(Photo-based referring expression data)
★ ★ ★

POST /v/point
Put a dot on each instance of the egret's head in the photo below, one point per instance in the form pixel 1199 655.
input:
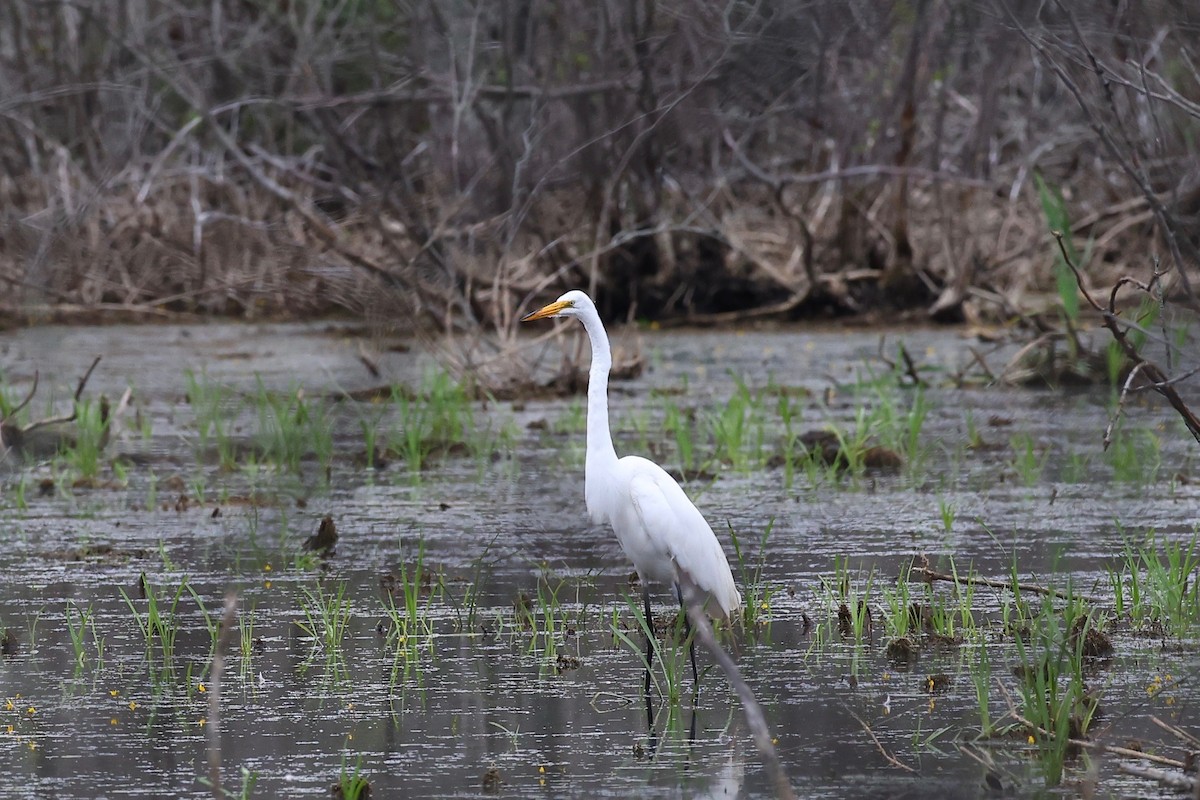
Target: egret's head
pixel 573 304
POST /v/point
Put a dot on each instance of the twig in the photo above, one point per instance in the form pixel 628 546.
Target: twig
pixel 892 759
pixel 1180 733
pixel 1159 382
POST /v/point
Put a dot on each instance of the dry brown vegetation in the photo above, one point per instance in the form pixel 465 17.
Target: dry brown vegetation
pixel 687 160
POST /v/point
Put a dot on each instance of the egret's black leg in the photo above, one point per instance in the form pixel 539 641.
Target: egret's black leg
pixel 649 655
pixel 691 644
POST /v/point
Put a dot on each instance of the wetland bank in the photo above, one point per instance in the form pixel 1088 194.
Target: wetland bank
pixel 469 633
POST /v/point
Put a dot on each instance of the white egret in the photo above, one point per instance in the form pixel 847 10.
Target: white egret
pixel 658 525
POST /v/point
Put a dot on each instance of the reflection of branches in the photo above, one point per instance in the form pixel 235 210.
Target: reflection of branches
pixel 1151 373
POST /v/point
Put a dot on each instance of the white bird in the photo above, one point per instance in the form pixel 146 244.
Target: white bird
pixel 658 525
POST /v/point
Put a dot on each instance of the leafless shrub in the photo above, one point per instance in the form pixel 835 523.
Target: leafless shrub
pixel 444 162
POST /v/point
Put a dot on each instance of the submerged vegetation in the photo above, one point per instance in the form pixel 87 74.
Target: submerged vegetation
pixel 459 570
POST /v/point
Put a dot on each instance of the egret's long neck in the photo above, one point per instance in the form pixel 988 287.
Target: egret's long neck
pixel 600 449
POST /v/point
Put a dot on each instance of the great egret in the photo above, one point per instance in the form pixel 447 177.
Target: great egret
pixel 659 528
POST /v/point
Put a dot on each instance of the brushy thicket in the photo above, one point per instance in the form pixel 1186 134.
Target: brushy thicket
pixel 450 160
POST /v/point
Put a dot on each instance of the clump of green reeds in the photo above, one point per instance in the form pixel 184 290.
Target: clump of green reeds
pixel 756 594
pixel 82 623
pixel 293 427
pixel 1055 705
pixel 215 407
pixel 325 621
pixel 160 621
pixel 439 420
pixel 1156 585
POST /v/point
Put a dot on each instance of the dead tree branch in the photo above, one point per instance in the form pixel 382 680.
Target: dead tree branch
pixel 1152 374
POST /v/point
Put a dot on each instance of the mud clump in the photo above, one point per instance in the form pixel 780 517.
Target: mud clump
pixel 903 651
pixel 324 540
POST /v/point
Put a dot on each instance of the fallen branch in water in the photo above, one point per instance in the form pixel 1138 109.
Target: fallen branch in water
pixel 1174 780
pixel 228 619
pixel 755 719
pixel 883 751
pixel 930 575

★ ★ ★

* WHAT THE TASK REQUIRES
Each record should be given again exactly, with no picture carried over.

* TASK SOLUTION
POST /v/point
Put a dot on each instance of the egret's head in the photo below, one point per instance in the form pixel 1199 655.
input:
Target: egret's head
pixel 573 304
POST /v/point
Put a dot on each instance of the twig in the photo above, one point per instance in the form pixel 628 546.
Target: twig
pixel 892 759
pixel 1180 733
pixel 1159 382
POST /v/point
Put a dot on each instance of the dry brown vegetation in the photo above, one point per instance in the form pixel 465 17.
Target: dry brown vegetation
pixel 687 160
POST /v/point
Put a dot on each instance of the egret's black leg in the photo above, one point per instance in the form pixel 539 641.
Target: egret's black leg
pixel 649 655
pixel 691 644
POST /v/point
Put a dot on each instance of the wetland bank in the photo above, one point per instance in the form pixel 1088 194.
Target: wetland bank
pixel 469 633
POST /v/point
Put a dot on each instance of the white egret in the photo above, one point per instance in the form pixel 847 10.
Target: white egret
pixel 658 525
POST /v/point
Put a dot on each instance of the reflection of branches in the photo above, one point per instance in the form pixel 235 210.
Target: reflection of branches
pixel 1151 373
POST /v/point
Put a dot on each instance of the white bird in the photo above, one point per instance in the form pixel 146 244.
Target: white bird
pixel 658 525
POST /v/point
Put a dot on each instance of the leafless shrub in the photo above, one point per instance in the form pixel 835 523.
Target: leafless shrub
pixel 444 162
POST /v/point
Put a dot on each instance of the submerged vegetation in the photo above, one point per instance in the form pixel 87 74.
Target: submerged vegetation
pixel 459 570
POST /v/point
Put a dot on each instance of the egret's long neck in the photo above, one point per instance in the form pixel 988 287.
Target: egret's long neck
pixel 600 449
POST /v/point
Put a dot on each instance of the great egret in the photo above, one point per instance in the form pixel 447 177.
Target: great egret
pixel 659 528
POST /v/point
Put a dot on each instance of the brushy thicket in the photo above, one point per instance in the form pixel 1186 134.
Target: brushy thicket
pixel 450 160
POST /v/point
Put a dot on each instance of the clump of green reeds in the photo above, one point per instance in the form pixel 184 290.
Target: clump of green reeds
pixel 756 594
pixel 82 623
pixel 293 427
pixel 1055 705
pixel 215 407
pixel 325 621
pixel 160 621
pixel 439 420
pixel 1156 585
POST /v/point
Put a dot on each instance of the dead tree branch in the photo above, one point per instance in the form pixel 382 680.
Target: dead tree branch
pixel 1152 374
POST /v/point
Put a dot on each instance of the mud clump in the photo above, one point per instance in the form pixel 780 517.
Target: mud clump
pixel 903 651
pixel 324 540
POST /v/point
Put a dot on each instance of the fallen branch in water in the photo above, one point per instance in the form pixel 1138 109.
Target: fallen branch in water
pixel 1174 780
pixel 228 619
pixel 755 719
pixel 883 751
pixel 930 575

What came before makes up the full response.